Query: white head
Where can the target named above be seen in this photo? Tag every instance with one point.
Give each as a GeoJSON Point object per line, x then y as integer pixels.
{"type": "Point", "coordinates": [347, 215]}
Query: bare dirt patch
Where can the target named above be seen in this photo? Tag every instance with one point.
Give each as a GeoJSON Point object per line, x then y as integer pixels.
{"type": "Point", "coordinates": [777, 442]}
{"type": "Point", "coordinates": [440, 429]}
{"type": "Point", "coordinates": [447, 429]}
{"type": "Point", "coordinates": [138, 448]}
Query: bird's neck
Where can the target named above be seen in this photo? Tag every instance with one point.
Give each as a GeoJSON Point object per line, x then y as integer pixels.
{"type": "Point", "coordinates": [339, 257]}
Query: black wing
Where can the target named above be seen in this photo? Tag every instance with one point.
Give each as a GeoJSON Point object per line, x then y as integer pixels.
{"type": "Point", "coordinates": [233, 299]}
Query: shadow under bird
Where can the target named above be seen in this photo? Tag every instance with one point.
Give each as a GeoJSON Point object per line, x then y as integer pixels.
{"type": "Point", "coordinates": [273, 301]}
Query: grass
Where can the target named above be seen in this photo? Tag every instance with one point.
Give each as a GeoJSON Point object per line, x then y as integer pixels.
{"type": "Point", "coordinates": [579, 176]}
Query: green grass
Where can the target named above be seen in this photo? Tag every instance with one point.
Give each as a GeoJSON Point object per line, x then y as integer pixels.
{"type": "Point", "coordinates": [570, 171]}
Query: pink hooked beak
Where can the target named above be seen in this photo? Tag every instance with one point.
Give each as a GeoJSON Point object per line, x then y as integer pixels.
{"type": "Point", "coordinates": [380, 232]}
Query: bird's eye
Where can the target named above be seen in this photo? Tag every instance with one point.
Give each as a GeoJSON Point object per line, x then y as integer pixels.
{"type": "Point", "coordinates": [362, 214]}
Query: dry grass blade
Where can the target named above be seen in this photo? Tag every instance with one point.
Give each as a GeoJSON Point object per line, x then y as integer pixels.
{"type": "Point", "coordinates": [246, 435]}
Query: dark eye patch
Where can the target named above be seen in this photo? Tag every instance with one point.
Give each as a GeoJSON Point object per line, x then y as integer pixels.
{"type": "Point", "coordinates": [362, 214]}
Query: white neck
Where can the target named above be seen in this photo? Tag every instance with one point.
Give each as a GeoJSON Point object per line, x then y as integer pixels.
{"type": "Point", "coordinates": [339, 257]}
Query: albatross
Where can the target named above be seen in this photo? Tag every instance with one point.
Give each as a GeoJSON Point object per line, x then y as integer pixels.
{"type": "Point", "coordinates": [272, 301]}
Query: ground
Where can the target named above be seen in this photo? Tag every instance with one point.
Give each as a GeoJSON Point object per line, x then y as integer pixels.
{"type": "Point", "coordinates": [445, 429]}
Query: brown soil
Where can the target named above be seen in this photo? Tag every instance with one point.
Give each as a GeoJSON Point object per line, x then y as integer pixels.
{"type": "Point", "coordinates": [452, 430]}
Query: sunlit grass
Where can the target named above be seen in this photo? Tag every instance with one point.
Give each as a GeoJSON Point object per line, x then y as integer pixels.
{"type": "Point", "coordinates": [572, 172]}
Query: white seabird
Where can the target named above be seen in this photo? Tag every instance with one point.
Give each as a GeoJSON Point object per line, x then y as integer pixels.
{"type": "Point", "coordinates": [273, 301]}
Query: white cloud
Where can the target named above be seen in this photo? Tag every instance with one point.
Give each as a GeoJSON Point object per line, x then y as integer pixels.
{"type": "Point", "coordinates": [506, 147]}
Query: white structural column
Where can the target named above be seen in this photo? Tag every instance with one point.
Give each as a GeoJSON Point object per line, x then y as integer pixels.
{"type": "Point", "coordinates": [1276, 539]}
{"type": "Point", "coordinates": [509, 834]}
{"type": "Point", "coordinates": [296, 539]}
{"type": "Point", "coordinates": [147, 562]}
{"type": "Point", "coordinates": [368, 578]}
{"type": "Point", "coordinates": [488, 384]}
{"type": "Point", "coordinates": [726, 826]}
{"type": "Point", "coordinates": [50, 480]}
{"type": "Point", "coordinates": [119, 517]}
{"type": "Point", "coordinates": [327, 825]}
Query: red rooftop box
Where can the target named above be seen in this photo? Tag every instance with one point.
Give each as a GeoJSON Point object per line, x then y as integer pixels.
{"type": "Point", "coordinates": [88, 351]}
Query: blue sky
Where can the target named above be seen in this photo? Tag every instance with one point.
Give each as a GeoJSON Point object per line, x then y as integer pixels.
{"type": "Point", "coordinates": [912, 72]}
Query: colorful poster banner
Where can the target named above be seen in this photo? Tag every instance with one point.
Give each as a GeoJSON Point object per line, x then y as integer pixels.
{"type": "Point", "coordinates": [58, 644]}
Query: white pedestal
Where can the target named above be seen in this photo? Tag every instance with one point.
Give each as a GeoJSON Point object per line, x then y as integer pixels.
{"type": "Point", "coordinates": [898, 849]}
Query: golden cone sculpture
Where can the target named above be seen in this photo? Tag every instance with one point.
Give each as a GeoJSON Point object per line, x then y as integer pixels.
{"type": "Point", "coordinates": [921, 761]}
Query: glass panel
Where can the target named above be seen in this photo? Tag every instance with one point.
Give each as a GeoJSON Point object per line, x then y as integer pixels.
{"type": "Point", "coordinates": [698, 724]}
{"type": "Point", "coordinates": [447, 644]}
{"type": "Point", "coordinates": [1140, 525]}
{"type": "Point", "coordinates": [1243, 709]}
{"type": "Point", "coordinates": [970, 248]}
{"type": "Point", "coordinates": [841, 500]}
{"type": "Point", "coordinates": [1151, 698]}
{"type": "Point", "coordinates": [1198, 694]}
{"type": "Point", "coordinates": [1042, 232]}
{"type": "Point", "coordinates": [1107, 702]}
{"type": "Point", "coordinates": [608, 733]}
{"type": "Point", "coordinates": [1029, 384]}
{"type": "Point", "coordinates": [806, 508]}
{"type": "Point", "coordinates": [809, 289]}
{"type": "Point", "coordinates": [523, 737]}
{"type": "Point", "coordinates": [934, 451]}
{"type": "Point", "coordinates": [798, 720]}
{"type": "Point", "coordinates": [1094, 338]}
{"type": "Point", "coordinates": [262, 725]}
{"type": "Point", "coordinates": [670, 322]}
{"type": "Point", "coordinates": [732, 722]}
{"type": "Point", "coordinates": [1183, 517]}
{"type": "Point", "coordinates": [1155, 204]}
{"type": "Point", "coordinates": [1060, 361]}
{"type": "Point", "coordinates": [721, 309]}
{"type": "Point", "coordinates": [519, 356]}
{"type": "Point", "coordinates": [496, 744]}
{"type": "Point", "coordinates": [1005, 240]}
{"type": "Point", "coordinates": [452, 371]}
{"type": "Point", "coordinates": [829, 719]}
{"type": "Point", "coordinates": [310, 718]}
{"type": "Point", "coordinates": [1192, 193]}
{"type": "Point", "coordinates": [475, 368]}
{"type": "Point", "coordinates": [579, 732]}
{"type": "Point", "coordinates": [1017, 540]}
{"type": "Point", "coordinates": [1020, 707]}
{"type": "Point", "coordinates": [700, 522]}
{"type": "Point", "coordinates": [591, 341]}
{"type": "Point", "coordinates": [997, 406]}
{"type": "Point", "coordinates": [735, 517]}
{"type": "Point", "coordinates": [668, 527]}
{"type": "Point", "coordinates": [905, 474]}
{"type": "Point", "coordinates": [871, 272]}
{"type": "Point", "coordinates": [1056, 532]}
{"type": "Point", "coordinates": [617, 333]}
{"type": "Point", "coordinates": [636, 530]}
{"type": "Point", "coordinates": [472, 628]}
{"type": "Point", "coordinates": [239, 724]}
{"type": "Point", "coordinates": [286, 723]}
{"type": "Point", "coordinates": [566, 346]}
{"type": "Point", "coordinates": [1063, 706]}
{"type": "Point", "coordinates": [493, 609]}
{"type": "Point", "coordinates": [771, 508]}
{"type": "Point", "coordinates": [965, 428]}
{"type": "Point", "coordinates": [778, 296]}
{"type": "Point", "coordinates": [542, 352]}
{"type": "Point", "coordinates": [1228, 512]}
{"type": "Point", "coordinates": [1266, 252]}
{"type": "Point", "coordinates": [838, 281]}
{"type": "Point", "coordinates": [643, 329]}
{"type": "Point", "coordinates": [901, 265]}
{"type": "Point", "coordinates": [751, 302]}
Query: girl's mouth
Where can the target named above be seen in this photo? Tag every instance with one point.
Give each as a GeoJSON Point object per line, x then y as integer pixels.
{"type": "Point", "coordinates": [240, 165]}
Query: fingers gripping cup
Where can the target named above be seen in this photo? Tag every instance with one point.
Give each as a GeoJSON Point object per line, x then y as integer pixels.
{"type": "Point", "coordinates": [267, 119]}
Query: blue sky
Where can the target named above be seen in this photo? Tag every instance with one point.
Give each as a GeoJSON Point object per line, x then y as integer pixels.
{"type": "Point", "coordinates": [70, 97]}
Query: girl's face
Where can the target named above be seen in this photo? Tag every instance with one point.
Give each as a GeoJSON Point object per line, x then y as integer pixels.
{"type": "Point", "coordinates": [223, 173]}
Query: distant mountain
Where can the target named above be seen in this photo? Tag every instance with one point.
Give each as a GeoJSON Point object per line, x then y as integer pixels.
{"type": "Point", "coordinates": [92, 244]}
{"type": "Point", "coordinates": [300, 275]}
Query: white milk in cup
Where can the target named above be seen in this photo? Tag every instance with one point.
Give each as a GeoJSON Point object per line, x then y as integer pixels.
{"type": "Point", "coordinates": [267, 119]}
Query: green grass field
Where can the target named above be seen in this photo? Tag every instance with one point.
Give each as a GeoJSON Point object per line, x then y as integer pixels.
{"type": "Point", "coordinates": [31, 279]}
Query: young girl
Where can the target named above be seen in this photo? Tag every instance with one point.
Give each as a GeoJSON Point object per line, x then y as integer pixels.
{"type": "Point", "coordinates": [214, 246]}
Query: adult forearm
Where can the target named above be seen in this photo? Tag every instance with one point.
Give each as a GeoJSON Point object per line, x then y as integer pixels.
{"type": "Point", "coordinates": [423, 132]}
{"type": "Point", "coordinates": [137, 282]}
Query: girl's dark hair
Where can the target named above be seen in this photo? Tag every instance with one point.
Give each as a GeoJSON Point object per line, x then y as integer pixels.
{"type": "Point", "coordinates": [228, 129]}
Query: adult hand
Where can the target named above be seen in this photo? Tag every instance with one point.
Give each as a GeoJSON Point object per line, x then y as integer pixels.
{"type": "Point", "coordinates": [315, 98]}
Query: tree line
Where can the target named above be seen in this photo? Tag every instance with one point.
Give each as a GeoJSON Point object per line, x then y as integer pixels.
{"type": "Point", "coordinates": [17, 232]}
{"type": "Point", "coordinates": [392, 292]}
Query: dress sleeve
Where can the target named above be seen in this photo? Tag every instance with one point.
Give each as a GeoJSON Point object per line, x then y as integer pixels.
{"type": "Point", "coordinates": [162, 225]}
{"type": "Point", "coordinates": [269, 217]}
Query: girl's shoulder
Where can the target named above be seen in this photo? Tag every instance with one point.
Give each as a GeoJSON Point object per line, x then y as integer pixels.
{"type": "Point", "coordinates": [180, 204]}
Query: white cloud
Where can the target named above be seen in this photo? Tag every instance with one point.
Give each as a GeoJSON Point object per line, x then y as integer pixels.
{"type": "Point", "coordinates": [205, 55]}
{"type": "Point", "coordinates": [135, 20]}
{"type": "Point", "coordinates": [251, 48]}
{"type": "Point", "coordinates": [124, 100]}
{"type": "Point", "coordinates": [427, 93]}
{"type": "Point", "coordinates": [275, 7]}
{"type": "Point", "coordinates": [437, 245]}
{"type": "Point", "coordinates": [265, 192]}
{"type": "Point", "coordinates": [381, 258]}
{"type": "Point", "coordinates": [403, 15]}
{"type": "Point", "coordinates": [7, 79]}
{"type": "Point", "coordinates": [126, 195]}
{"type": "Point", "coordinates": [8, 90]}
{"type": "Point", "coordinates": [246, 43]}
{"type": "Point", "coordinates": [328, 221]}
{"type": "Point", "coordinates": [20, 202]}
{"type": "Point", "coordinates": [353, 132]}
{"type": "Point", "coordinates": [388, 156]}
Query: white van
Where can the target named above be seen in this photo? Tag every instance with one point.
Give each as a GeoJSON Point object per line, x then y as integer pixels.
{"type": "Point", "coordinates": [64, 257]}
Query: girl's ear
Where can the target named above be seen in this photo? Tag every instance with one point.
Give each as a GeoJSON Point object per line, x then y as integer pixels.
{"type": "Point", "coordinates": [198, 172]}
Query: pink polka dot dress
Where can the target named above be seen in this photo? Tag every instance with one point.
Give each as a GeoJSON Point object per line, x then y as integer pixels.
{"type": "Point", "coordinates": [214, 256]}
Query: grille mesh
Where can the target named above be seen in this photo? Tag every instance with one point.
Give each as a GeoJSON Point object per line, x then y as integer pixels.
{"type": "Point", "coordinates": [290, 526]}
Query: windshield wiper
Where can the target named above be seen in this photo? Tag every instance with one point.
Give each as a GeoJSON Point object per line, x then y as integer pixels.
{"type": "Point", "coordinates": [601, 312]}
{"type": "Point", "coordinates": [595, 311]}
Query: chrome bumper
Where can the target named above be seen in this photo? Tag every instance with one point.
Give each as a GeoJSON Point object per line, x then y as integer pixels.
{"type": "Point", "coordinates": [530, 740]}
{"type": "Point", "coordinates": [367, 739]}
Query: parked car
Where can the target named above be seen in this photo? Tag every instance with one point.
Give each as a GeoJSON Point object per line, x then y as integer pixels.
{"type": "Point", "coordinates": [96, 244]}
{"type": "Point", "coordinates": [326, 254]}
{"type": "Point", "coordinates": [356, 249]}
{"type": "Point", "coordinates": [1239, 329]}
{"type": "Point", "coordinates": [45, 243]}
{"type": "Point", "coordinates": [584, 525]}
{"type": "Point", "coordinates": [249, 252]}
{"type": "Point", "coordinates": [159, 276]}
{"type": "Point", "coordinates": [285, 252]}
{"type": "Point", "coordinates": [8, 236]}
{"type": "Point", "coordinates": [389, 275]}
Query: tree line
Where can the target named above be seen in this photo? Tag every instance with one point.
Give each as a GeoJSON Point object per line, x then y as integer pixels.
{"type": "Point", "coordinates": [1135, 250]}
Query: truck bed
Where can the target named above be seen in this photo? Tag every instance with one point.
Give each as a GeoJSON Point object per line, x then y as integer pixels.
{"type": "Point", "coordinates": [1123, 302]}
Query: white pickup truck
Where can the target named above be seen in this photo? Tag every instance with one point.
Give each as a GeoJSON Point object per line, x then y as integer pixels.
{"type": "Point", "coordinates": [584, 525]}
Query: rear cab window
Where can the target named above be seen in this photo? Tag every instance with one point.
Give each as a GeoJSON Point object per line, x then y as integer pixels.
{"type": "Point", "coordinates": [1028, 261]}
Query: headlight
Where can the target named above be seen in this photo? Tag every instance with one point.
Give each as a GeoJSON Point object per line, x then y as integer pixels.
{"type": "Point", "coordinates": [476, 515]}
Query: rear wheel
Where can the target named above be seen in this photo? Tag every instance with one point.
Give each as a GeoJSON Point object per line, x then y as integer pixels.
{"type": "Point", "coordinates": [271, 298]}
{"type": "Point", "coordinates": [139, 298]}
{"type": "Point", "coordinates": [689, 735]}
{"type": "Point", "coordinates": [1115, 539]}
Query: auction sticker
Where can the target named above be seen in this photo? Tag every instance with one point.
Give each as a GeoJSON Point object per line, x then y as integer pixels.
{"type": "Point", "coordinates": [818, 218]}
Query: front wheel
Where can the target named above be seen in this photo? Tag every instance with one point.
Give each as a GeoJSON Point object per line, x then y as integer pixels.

============================================================

### WRITTEN INSTRUCTION
Reproduce word for word every line from the one containing "Query: headlight" through the final line of the entries, including both of those lines.

### TASK SOLUTION
Query: headlight
Where can the target named above be seen in this photo? Tag every instance with one point.
Give each as a GeoJSON Point object per line, x then y as integer pixels.
{"type": "Point", "coordinates": [476, 515]}
Query: rear wheel
Where can the target named above be seen in this photo? Tag every instance with one point.
Give each as a GeoJSON Point object per line, x then y as integer pixels.
{"type": "Point", "coordinates": [271, 298]}
{"type": "Point", "coordinates": [139, 298]}
{"type": "Point", "coordinates": [689, 735]}
{"type": "Point", "coordinates": [1115, 539]}
Query: auction sticker
Where can the target named above be seen in this photo? Tag every instance with one point.
Give each as a GeoJSON Point object per line, x then y as integer pixels.
{"type": "Point", "coordinates": [818, 218]}
Query: front wheel
Where can the target named above be seen in this photo? Tag every instance with one point.
Give each as a GeoJSON Point object per line, x then y as integer pixels.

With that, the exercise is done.